Look through the listing and report every line that has "surface" in it.
Information: Begin
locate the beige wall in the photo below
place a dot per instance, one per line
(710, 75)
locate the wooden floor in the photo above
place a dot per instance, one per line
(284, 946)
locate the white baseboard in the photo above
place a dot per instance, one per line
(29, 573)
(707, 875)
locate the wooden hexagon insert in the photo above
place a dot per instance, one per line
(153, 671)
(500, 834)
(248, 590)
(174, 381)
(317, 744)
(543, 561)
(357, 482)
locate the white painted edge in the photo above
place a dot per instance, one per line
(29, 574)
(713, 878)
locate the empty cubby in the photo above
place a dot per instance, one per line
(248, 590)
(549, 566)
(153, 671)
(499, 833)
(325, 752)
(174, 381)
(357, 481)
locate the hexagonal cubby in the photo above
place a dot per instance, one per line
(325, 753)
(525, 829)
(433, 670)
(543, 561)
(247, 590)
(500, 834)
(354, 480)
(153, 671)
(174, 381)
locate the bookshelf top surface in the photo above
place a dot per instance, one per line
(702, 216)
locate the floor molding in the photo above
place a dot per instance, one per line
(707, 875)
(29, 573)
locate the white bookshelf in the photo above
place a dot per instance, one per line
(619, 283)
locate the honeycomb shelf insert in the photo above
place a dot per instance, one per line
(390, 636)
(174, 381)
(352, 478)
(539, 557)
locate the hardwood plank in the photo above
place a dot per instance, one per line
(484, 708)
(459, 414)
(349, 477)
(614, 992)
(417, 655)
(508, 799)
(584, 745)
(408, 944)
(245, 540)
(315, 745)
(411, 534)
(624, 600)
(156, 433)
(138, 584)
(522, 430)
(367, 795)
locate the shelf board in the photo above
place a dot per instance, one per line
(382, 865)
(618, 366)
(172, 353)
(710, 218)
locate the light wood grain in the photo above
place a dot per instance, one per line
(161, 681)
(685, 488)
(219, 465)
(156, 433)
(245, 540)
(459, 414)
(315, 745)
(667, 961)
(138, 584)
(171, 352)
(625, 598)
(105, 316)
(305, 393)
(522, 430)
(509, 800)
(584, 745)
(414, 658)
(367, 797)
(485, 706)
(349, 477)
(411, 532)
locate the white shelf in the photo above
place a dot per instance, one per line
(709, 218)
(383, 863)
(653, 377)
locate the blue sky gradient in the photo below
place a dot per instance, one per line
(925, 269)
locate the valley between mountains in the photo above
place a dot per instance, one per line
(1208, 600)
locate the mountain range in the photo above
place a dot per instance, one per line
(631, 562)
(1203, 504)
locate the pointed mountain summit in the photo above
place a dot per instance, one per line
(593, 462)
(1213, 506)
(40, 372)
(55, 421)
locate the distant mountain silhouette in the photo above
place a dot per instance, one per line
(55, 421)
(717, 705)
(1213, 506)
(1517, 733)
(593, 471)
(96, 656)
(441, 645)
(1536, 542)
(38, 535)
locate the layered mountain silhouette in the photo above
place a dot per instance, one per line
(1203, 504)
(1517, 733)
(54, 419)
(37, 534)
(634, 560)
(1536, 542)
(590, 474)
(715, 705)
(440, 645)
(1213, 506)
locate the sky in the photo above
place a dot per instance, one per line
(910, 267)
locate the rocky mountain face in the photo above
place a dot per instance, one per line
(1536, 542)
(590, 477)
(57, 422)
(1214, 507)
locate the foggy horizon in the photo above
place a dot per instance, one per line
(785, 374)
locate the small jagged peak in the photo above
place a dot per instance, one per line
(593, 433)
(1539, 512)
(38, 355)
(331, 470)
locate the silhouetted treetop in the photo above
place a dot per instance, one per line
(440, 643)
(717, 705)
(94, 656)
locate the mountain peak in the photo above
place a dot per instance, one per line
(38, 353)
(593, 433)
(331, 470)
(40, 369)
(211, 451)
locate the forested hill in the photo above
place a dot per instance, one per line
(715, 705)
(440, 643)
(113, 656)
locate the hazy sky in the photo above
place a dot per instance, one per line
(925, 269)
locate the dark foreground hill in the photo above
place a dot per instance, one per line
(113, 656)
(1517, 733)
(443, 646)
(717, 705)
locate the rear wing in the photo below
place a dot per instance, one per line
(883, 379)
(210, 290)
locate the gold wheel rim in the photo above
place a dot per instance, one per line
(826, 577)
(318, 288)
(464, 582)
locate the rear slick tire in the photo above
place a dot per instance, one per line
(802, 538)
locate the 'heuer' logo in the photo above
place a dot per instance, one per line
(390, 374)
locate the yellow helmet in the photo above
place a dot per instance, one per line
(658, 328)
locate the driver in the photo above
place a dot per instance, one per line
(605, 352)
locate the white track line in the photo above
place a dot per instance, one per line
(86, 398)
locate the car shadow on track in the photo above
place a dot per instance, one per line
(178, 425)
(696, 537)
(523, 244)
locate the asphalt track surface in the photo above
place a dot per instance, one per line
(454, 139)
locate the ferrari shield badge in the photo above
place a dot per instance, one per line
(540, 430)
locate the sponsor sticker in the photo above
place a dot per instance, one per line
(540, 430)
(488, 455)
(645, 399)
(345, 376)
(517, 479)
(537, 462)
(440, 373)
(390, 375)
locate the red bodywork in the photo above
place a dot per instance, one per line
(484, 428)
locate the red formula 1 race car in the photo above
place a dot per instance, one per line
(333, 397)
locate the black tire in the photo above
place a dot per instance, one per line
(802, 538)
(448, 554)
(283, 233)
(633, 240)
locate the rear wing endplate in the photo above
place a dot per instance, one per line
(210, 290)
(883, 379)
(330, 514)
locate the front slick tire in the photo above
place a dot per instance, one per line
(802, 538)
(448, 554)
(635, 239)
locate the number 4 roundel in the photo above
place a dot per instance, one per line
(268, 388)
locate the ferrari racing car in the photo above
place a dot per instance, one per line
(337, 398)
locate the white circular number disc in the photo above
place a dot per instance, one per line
Information: End
# Task answer:
locate the bookshelf top surface in the photo above
locate the asphalt track surface in the photo above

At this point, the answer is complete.